** BEGIN DOCUMENT SECTION **

Theresa May’s travails suggest we may be close to a breakthrough on Brexit, but we need a new strategy. Normally if you’re making progress, your strategy is working, but something different is required for the final push. Let me explain.

There’s only one way to make sense of Brexit, and that’s to realise that it has nothing to do with the UK leaving the European Union. Or only peripherally. How else does one explain a situation that is already making Britain poorer, hitting hardest those keenest on being out of the EU? How else does one explain the vehemence with which anti-EU views are held, and the ease with which the supposed facts underlying this vehemence can so easily be discredited? And where will we go when we’ve left the EU but the very things the Leavers voted for – primarily lower immigration and greater sovereignty – just don’t happen?

Brexit is largely a protest. Not exclusively – there are some reasonable people who believe we’d be better off outside the EU (though the ones I’ve met have a fairly garbled understanding of how much sovereignty the EU actually has), and the future of the EU is itself somewhat hazy. But Brexit is Britain’s version of the rust belt revolt, a revolt partly based on genuine hardship, and partly motivated by how things seem. Traditional sources of work have gone, workers in eastern Europe and the developing world are paid a pittance to undercut British workers, immigration is out of control such that you can’t get to see your doctor but those who speak a different language have no difficulty, and the shop you knew in your childhood as a hard-working grocer’s is now a delicatessen run by someone from abroad. Oh and those City-types in London are doing rather too well for themselves.

** END DOCUMENT SECTION **

◆ SET PROBLEM 1
Set down the Brexit essay's wording from "There’s only one" to "just don’t happen?".
◆ SET PROBLEM 2
Take the Brexit essay further, picking up right after its last sentence.
None of the data below is needed.

** BEGIN EXTRACTED MATERIAL **

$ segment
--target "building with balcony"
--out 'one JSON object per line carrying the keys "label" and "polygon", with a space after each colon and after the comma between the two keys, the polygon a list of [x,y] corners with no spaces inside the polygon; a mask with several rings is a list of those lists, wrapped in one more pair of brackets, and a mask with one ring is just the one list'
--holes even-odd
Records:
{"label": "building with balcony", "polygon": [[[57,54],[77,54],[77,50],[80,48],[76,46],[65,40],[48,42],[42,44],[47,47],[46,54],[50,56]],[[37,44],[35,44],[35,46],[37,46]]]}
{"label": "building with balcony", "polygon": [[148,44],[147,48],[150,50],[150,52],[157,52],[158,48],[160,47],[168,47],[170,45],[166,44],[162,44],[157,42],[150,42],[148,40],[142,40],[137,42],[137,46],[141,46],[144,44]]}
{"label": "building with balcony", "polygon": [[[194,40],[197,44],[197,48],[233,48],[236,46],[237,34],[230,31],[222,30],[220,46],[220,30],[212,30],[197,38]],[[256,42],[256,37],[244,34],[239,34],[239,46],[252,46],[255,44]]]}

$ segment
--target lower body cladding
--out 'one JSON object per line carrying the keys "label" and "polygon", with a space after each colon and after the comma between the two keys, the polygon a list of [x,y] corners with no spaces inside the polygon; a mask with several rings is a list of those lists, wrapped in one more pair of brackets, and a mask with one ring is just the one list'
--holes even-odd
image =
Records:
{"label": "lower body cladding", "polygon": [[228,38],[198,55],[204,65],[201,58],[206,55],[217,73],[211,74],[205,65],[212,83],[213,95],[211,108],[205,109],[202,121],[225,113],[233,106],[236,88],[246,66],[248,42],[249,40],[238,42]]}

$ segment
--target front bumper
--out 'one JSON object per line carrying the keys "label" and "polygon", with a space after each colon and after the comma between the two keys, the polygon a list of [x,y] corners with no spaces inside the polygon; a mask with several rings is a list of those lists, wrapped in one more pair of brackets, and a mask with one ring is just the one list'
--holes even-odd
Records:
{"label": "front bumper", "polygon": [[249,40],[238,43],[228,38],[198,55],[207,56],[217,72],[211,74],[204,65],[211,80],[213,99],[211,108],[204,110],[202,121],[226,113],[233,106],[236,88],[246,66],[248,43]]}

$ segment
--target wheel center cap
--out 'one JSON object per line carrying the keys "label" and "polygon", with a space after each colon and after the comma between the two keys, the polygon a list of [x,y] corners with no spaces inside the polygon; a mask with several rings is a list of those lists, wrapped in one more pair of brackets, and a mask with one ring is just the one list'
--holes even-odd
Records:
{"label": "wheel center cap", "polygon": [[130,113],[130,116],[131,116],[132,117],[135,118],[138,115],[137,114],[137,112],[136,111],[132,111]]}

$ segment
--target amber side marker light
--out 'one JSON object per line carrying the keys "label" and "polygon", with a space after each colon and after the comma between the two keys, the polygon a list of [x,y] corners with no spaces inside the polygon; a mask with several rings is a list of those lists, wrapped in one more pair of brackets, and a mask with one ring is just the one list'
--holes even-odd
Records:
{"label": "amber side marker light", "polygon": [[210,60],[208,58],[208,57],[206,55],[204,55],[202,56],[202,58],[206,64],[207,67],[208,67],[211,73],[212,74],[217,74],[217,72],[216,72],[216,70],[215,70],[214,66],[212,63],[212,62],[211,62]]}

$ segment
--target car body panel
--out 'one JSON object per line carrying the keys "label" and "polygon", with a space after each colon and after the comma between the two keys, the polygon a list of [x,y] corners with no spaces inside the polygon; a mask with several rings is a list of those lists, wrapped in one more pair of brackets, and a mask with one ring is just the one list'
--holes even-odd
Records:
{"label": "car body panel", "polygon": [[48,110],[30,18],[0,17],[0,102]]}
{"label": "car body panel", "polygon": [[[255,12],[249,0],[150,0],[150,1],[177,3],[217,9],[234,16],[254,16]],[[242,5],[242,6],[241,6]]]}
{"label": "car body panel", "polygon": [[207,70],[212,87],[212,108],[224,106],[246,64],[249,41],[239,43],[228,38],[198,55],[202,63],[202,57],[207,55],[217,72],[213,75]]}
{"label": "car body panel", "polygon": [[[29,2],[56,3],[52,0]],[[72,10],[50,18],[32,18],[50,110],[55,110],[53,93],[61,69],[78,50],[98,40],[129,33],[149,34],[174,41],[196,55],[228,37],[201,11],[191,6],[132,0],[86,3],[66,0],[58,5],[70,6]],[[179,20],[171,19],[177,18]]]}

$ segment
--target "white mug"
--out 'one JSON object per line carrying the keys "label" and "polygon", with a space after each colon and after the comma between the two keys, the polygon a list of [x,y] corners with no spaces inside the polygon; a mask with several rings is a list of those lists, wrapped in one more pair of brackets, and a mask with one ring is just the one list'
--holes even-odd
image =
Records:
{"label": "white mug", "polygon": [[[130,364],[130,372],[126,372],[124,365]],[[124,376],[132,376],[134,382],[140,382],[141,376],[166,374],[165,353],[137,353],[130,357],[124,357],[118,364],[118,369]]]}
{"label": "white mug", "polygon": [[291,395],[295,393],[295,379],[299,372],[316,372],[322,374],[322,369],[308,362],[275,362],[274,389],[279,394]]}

** END EXTRACTED MATERIAL **

◆ EXPECTED OUTPUT 1
There’s only one way to make sense of Brexit, and that’s to realise that it has nothing to do with the UK leaving the European Union. Or only peripherally. How else does one explain a situation that is already making Britain poorer, hitting hardest those keenest on being out of the EU? How else does one explain the vehemence with which anti-EU views are held, and the ease with which the supposed facts underlying this vehemence can so easily be discredited? And where will we go when we’ve left the EU but the very things the Leavers voted for – primarily lower immigration and greater sovereignty – just don’t happen?

◆ EXPECTED OUTPUT 2
It doesn’t matter how much of this is true. The fact that it seems to be true is enough. Add the growth of social media that allows the spread of views that go unchallenged, plus the relentless anti-Europe bombardment from certain tabloids, and even the most cogent anti-Brexit arguments fail to dent many people’s visceral commitment to it.

The result is that if Brexit implodes and we end up not leaving the EU, there will be masses of anger against the liberal elite, which could create a very dangerous situation. And in electoral terms, the result of an exit from Brexit could be an even bigger backlash against the Liberal Democrats than we suffered in 2015. Getting a referendum which we then win (and getting it may prove easier than winning it) won’t be enough to see off this anger. Somehow we have to separate membership of the EU from the sense vast swathes of Britain’s rust belt have that no-one is listening to them.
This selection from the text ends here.